## TASK BRIEF
Can you reproduce word for word everything from the start of the items through the line holding "367 172 375 188", with that line included? Omit the pictures.

(Rows from a box labeling dataset)
§
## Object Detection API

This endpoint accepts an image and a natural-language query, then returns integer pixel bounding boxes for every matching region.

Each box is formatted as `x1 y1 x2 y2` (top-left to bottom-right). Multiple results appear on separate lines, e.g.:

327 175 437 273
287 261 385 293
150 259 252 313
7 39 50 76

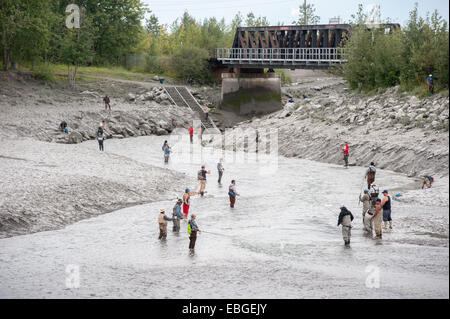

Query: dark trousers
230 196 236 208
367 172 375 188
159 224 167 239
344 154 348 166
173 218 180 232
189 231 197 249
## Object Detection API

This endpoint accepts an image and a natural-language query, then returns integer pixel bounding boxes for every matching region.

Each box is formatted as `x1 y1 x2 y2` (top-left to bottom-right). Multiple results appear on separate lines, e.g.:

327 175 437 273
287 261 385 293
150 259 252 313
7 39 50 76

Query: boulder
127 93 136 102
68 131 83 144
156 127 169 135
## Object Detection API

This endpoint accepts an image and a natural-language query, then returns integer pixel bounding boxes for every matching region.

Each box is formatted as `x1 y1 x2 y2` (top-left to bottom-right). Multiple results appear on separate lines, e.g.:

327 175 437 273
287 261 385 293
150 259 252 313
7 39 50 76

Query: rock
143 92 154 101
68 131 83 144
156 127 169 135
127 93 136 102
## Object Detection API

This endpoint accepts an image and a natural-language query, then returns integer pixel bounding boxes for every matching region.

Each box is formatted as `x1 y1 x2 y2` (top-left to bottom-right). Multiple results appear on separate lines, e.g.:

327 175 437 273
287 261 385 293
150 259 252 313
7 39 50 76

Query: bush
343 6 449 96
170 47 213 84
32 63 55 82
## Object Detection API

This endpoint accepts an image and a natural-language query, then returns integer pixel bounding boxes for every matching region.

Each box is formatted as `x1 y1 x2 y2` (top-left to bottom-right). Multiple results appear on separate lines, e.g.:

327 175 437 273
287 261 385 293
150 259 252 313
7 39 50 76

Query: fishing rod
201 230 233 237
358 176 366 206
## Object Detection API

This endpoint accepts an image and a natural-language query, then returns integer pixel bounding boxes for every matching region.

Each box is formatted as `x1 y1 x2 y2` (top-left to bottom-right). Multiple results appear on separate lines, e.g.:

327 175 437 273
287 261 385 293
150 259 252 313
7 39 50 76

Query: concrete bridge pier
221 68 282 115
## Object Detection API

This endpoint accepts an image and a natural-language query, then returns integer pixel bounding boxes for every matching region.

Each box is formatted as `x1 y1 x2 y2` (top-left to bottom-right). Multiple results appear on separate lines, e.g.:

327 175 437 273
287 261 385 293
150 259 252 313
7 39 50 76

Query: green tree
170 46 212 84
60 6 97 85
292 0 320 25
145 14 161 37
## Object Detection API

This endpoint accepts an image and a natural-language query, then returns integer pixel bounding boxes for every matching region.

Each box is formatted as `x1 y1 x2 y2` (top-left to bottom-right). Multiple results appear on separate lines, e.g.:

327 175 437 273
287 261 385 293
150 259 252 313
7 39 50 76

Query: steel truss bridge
§
## COMPLETE OUTPUT
## Object Detection API

This endpoint accepts an image and a natural-language query, then returns integer pixel bounding boxes for every matching region.

Each box is formatted as `x1 y1 x2 y2` (top-left to bottom-right). Multiple results appear on separate lines, e.g.:

327 175 437 273
287 261 385 293
150 259 252 313
7 39 50 76


Query: dark trousers
230 196 236 208
367 172 375 188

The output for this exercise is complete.